- _Exercise objective_: Reproduce without changes the lines of the listing below, from the line containing "for the sky." through the line containing "[55,68,72,85]", both included.

- _Entries shown_:
■ ■ ■ ■

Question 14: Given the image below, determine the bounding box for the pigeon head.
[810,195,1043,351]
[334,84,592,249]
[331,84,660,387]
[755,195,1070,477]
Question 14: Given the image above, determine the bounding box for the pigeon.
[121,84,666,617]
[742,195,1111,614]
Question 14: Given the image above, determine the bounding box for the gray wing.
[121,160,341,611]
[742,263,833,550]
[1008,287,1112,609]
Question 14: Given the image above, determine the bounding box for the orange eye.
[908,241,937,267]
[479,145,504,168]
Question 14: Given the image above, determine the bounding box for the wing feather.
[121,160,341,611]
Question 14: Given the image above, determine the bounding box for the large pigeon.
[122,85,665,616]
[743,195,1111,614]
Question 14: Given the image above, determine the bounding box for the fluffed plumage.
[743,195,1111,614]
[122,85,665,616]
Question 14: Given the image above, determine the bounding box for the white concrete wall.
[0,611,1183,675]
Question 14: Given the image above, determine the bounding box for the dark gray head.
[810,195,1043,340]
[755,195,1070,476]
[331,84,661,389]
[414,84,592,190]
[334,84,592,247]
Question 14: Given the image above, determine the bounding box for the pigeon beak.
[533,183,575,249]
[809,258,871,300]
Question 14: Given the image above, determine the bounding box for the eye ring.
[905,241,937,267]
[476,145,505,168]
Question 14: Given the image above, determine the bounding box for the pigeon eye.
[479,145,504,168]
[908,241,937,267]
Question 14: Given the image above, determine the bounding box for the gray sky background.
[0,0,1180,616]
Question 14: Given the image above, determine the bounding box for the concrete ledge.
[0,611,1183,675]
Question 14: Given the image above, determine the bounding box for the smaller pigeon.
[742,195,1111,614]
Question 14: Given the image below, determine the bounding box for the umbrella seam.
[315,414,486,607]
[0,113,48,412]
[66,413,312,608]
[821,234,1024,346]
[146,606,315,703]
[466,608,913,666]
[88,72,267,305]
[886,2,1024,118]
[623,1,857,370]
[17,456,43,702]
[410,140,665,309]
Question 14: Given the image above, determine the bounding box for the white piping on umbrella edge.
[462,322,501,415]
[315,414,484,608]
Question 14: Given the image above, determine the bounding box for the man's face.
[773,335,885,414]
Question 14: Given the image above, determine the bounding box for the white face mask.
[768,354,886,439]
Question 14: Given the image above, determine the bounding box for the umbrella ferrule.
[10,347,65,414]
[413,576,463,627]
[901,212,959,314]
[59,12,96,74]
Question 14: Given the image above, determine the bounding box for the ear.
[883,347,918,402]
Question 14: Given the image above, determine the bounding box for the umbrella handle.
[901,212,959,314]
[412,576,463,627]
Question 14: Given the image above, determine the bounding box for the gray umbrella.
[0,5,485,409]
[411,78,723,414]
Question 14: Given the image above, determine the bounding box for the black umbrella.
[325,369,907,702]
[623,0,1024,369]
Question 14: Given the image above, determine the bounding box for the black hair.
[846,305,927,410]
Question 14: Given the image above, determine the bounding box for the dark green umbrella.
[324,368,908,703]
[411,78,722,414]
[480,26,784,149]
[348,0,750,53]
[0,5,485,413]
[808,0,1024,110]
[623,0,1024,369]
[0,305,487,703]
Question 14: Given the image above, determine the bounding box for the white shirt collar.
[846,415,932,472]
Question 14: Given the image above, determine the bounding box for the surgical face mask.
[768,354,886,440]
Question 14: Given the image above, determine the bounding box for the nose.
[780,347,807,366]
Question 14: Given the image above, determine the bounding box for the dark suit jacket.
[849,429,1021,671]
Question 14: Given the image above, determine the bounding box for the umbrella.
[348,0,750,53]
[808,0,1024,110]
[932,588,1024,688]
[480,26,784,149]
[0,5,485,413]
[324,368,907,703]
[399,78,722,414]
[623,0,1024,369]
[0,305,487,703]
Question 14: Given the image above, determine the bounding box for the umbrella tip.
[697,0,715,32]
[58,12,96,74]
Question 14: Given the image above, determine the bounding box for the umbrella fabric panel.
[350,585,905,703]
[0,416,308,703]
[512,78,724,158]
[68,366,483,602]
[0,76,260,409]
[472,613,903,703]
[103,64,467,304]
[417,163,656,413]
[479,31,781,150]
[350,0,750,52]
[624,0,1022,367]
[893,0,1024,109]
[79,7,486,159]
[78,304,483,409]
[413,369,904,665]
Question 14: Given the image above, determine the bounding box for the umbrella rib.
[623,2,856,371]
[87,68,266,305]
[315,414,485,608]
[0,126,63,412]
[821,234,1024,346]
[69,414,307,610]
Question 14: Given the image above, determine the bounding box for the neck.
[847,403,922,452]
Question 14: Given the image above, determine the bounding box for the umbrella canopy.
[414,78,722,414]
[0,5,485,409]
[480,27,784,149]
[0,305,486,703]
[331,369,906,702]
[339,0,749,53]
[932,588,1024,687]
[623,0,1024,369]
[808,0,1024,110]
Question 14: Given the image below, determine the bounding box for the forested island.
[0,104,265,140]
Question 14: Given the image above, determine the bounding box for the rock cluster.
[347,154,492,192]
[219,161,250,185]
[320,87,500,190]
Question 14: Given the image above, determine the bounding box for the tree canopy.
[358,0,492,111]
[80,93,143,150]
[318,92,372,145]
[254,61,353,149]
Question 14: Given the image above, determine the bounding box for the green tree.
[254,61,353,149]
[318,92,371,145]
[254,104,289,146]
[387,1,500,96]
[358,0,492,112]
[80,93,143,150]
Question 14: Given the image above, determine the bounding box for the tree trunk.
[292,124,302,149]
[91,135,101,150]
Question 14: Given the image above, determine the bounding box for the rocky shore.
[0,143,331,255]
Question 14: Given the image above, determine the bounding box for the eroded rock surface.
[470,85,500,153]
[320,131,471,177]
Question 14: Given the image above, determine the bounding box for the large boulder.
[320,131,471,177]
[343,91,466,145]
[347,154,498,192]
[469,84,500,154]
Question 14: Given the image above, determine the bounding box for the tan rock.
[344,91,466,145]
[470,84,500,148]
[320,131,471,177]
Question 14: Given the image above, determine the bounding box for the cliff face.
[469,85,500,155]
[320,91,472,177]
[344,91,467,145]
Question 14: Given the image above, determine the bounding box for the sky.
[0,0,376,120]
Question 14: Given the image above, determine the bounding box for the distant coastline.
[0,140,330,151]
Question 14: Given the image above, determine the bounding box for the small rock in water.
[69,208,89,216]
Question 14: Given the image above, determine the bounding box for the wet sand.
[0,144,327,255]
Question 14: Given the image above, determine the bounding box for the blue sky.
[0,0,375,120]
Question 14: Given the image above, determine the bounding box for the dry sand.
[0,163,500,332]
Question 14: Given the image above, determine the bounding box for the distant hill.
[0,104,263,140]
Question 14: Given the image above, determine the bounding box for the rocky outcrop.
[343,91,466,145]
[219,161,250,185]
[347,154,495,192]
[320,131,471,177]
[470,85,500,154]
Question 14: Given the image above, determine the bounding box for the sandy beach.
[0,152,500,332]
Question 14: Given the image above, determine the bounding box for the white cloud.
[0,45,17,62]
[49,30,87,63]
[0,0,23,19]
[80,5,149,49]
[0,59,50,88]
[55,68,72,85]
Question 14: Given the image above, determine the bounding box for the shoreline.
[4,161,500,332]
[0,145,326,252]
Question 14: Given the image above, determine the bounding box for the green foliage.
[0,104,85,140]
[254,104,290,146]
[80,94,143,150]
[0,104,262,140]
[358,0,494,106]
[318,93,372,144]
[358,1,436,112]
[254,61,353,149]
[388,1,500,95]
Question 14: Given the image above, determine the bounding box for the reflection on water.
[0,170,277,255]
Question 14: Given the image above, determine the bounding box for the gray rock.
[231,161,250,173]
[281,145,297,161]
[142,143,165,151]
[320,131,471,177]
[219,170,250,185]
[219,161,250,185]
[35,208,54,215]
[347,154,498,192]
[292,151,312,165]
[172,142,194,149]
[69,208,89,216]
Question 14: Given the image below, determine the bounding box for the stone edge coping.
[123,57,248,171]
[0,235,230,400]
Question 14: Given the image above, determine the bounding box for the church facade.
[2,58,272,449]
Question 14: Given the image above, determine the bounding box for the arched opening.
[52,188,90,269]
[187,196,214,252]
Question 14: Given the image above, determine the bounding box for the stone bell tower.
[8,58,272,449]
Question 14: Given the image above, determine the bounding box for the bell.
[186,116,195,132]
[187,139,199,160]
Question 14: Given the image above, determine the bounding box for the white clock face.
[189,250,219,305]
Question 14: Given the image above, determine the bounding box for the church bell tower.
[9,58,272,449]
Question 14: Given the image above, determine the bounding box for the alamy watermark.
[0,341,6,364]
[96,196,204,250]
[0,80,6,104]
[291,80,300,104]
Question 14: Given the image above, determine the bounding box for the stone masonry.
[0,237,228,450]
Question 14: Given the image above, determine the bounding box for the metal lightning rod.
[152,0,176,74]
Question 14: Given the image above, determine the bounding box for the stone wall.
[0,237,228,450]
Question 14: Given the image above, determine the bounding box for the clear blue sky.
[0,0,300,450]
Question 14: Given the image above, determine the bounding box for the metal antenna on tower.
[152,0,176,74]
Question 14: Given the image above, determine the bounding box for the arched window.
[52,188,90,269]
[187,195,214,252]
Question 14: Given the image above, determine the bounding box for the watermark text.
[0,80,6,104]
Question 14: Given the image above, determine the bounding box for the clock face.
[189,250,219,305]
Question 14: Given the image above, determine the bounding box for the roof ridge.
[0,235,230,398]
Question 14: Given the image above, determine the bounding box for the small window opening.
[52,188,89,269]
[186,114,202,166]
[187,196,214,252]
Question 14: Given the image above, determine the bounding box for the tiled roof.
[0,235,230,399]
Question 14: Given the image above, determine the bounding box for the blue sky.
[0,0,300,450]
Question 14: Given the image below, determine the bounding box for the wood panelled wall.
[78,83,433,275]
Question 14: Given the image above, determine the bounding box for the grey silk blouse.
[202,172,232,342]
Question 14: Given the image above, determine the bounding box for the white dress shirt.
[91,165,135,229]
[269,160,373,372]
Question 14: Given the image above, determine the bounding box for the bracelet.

■ ■ ■ ■

- _Output of the exercise_:
Question 14: Given the image above, determine the bounding box for the sky.
[0,0,376,120]
Question 14: Given the image above, determine the bounding box for the distant coastline.
[0,140,330,151]
Question 14: Given the image above, determine the bounding box for the small rock in water.
[69,208,89,216]
Question 14: Given the image above, determine the bounding box for the wet sand.
[0,144,327,255]
Question 14: Given the image above, determine the bounding box for the blue sky.
[0,0,375,120]
Question 14: Given the image above, determine the bounding box for the dry sand.
[0,163,500,332]
Question 14: Given the image above, determine the bounding box for the distant hill.
[0,104,263,140]
Question 14: Given the image above, determine the bounding box for the rocky outcrop.
[343,91,466,145]
[219,161,250,185]
[347,154,495,192]
[320,131,471,177]
[470,85,500,154]
Question 14: Given the image above, determine the bounding box for the sandy beach.
[0,152,500,332]
Question 14: Given the image above, determine the bounding box for the white cloud.
[0,45,17,62]
[49,30,87,63]
[0,0,23,19]
[80,5,149,49]
[0,59,50,88]
[55,68,72,85]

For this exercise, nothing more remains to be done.